Will you transcribe everything in the material from the line containing "Detect red foliage" down to the line containing "0,204,576,688", both of those lines included, character for character?

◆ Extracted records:

□ □ □ □

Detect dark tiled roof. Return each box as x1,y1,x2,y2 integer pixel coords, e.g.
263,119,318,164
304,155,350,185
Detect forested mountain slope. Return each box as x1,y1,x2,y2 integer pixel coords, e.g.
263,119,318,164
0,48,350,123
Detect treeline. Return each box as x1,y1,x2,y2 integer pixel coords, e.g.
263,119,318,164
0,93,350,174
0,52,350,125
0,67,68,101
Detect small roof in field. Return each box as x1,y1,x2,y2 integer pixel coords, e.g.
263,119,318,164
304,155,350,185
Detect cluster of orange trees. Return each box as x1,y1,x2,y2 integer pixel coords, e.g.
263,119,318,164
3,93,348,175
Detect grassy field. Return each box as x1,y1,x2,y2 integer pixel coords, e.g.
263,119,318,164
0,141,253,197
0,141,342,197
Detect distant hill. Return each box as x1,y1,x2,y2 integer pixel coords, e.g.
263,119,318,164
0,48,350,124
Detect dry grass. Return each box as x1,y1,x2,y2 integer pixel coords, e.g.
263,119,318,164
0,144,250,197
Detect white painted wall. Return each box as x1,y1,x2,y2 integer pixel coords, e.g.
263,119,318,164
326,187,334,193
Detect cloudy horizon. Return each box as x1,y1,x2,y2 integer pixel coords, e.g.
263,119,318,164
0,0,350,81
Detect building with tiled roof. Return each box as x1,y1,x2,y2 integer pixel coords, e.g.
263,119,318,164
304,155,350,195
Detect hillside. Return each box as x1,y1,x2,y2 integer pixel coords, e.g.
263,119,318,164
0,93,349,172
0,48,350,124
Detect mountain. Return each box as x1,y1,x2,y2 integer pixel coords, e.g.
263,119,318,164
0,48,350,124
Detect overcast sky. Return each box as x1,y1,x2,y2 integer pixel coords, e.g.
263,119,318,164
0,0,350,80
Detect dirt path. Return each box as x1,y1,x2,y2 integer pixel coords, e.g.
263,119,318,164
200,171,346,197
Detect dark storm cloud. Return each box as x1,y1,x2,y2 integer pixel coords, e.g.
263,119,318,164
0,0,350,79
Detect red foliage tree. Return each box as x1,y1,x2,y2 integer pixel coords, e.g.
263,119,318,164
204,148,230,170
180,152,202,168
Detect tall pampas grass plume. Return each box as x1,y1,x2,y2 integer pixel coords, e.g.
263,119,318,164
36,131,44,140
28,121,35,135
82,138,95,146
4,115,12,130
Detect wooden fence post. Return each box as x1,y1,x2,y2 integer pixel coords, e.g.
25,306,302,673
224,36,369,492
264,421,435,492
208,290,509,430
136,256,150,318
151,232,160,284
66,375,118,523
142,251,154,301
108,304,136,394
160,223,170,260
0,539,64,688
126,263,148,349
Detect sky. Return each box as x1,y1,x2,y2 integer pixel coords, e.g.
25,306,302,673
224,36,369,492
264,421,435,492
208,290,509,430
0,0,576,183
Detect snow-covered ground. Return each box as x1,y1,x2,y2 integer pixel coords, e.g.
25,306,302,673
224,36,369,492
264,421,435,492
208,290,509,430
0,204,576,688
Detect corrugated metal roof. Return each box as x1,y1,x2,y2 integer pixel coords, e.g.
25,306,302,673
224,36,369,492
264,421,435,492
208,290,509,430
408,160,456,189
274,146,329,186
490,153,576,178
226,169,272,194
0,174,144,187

□ □ □ □

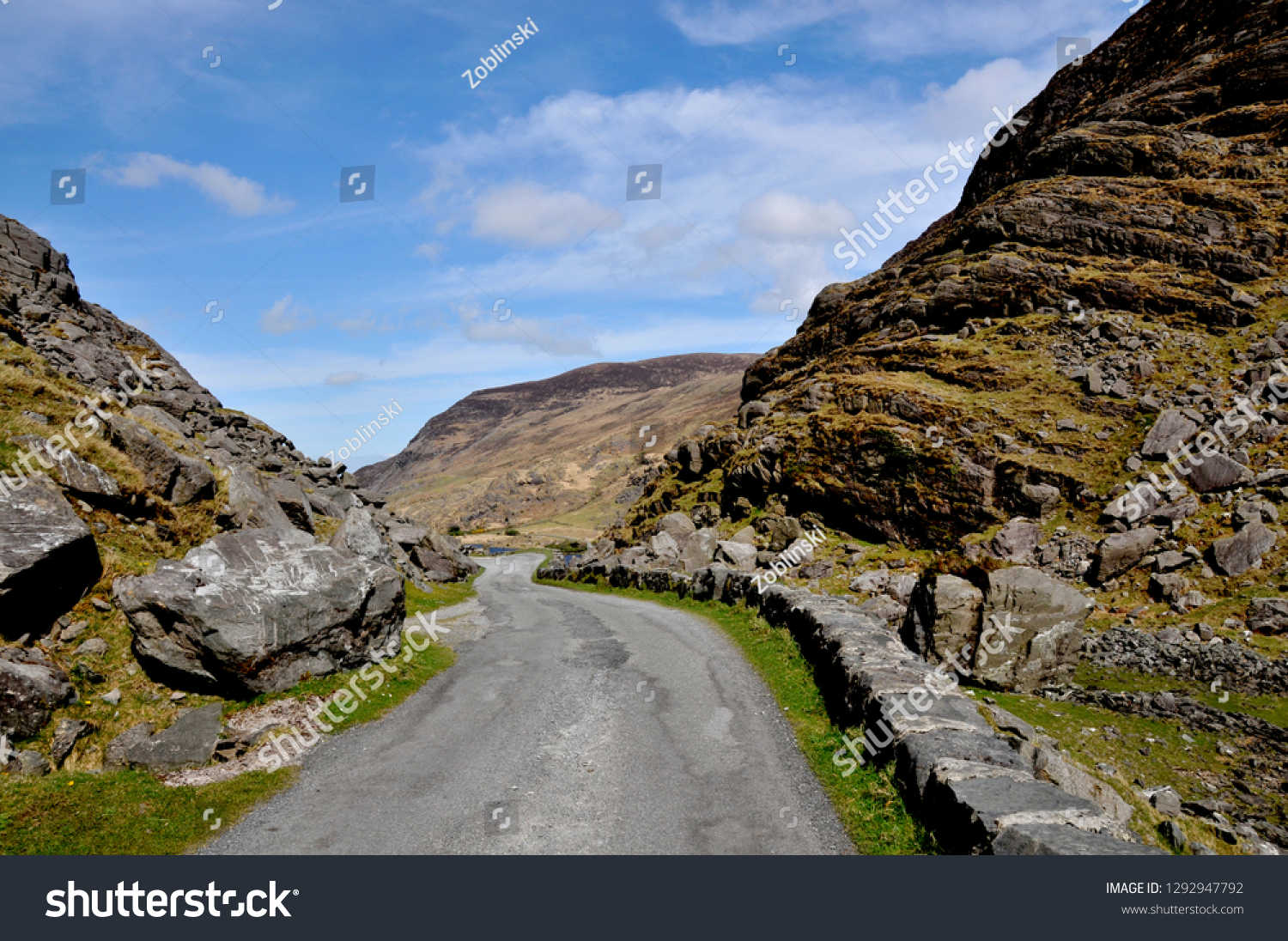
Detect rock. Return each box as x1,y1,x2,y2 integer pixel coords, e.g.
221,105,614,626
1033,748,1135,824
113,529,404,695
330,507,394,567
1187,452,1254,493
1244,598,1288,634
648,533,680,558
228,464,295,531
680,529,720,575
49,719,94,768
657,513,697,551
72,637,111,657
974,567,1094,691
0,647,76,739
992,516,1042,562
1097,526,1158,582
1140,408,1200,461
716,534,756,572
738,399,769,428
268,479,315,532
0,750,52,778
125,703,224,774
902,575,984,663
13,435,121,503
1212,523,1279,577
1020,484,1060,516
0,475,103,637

□ □ □ □

◆ Solution below:
Detect red foliage tree. Return each box as x1,y1,x2,y2 integer pixel coords, e.g.
263,119,318,164
204,148,230,170
180,152,202,168
Detect tall pampas grass plume. Return each box as x1,y1,x2,y2 integer pixel coords, e.g.
263,119,318,164
36,131,44,140
28,121,35,135
82,138,95,146
4,115,12,130
Detect wooden fence post. Return each box as x1,y1,x2,y2 integer pixel coords, e.g.
25,306,302,673
224,36,369,492
264,421,435,492
208,290,509,430
136,256,150,318
151,232,160,284
66,375,118,523
142,251,154,301
108,304,136,394
160,223,170,260
0,539,64,688
126,263,148,349
Detect sky. Return each box as x1,y1,x2,y2 integer pixel coords, e.g.
25,306,302,673
224,36,369,492
264,421,435,492
208,290,509,430
0,0,576,183
Detect snow-covered ground. Return each box as x1,y1,x2,y2 integer pixel coords, e.g.
25,306,302,673
224,36,369,492
264,421,435,492
208,290,509,430
0,204,576,688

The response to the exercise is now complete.